• _TEXTE EXTRAIT_
══════════════════════════════

Quand Hamlet déménage
« MOUVEMENT »
Compte rendu
Quand Hamlet déménage
Hamlet mis en scène par Yves-Noël Genod
Yves-Noël GENOD
date de publication : 23/04/2008 // 4716 signes
Avec Hamlet, Yves-Noël Genod crée un moment de théâtre dont la scénographie proche de la chorégraphie renouvelle de manière radicale le grand classique. Une nudité performancielle à voir et à revoir.
Les récentes représentations d’Hamlet, sur la mise en scène et scénographie d’Yves-Noël Genod, dans le cadre d’Étrange Cargo à la Ménagerie de verre, posaient au regard un problème insolite ; voire insoluble. Et captivant. On avait pu voir, en décembre 2007 (voici quatre mois à peine) le même Hamlet, d’Yves-Noël Genod, dans le cadre de 100 Dessus Dessous, à la Halle aux Chaussures du Parc de La Villette. Brisons là les dernières illusions de qui pourrait croire en l’existence de l’œuvre en dehors de ses conditions effectives de coréalisation, en quoi consiste chacune de ses représentations, et donc réception, par un regard spécifique, en un lieu spécifique. Car enfin, on aura vu deux fois le même Hamlet, et pourtant deux Hamlet totalement distincts. On aura traversé deux états, d’enthousiasme jubilatoire pour la première expérience, de perplexité distancée pour la seconde. Celle-ci ne pouvant jamais être considérée exempte de l’effet différé de celle-là. Plus que jamais, dans ce cas, un exercice critique ne peut rendre compte que d’une expérience définitivement singulière ; en lieu et place de l’illusoire permanence d’une forme déposée.

══════════════════════════════

• _TRAVAIL DEMANDÉ_
Recopiez à l'identique le passage du compte rendu sur Hamlet qui va de « Compte rendu » jusqu'à « et à revoir. ». Les données ci-après forment un ensemble distinct du compte rendu.

══════════════════════════════

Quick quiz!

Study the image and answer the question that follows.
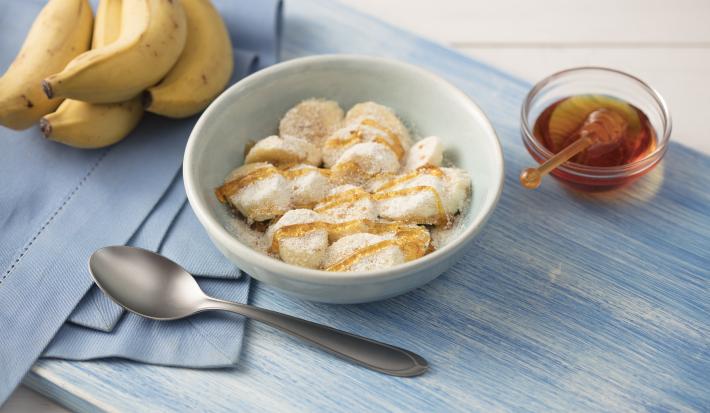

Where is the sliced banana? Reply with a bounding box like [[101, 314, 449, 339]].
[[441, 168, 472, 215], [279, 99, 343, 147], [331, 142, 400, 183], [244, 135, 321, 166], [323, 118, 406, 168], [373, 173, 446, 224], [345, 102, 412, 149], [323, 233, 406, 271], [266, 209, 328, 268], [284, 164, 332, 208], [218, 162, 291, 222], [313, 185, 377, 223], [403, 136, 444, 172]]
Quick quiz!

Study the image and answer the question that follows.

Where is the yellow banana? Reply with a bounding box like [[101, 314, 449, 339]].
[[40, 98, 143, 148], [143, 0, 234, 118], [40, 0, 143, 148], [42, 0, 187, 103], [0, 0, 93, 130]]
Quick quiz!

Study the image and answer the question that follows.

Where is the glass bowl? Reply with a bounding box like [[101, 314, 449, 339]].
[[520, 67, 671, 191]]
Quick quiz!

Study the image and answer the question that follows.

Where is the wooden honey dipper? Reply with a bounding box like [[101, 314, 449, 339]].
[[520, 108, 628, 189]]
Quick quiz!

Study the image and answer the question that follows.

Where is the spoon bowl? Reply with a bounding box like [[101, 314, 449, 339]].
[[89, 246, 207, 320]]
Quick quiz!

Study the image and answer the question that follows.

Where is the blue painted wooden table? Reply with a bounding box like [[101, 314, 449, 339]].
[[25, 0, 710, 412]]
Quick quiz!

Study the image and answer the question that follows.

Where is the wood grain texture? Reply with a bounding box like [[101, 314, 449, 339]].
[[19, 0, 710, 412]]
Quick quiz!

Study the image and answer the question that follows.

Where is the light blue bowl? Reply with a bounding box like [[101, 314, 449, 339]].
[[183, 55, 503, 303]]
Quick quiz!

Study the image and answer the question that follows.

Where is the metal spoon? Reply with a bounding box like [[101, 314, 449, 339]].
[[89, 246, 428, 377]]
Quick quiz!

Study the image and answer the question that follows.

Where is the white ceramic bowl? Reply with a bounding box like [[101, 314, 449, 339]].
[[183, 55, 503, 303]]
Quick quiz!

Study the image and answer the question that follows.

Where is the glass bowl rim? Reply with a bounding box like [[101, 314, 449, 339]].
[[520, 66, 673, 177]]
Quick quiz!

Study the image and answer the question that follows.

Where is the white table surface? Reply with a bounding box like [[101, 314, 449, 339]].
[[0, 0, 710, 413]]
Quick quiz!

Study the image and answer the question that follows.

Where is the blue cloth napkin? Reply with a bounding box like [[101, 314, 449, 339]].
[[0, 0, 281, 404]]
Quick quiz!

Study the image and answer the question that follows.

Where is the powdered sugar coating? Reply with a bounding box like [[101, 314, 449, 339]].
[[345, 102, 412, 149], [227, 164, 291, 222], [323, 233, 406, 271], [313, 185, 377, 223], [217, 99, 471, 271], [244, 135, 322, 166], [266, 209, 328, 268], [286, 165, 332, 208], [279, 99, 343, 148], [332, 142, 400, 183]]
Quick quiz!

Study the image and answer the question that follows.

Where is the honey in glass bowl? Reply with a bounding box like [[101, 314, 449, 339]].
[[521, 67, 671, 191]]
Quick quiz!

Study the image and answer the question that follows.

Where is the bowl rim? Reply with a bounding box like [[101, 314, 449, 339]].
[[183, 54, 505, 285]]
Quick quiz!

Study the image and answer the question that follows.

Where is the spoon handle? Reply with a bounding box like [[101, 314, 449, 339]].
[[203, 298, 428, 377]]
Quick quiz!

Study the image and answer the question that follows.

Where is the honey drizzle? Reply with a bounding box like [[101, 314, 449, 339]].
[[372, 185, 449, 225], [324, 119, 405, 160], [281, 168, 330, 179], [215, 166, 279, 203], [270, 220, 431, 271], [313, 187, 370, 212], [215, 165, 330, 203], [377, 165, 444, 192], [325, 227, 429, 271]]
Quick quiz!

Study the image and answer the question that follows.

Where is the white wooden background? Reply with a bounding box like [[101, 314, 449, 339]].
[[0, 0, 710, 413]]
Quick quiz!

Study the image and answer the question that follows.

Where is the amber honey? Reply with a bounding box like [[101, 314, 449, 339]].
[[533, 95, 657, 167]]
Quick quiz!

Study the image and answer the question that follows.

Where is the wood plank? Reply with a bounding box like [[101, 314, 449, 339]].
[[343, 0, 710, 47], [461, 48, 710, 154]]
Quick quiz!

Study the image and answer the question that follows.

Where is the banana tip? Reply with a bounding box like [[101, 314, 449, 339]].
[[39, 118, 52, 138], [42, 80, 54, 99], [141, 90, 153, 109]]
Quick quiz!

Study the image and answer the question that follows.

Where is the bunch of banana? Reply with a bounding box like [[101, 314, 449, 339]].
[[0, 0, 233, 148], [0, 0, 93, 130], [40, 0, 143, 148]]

══════════════════════════════

• _CORRIGÉ_
Compte rendu
Quand Hamlet déménage
Hamlet mis en scène par Yves-Noël Genod
Yves-Noël GENOD
date de publication : 23/04/2008 // 4716 signes
Avec Hamlet, Yves-Noël Genod crée un moment de théâtre dont la scénographie proche de la chorégraphie renouvelle de manière radicale le grand classique. Une nudité performancielle à voir et à revoir.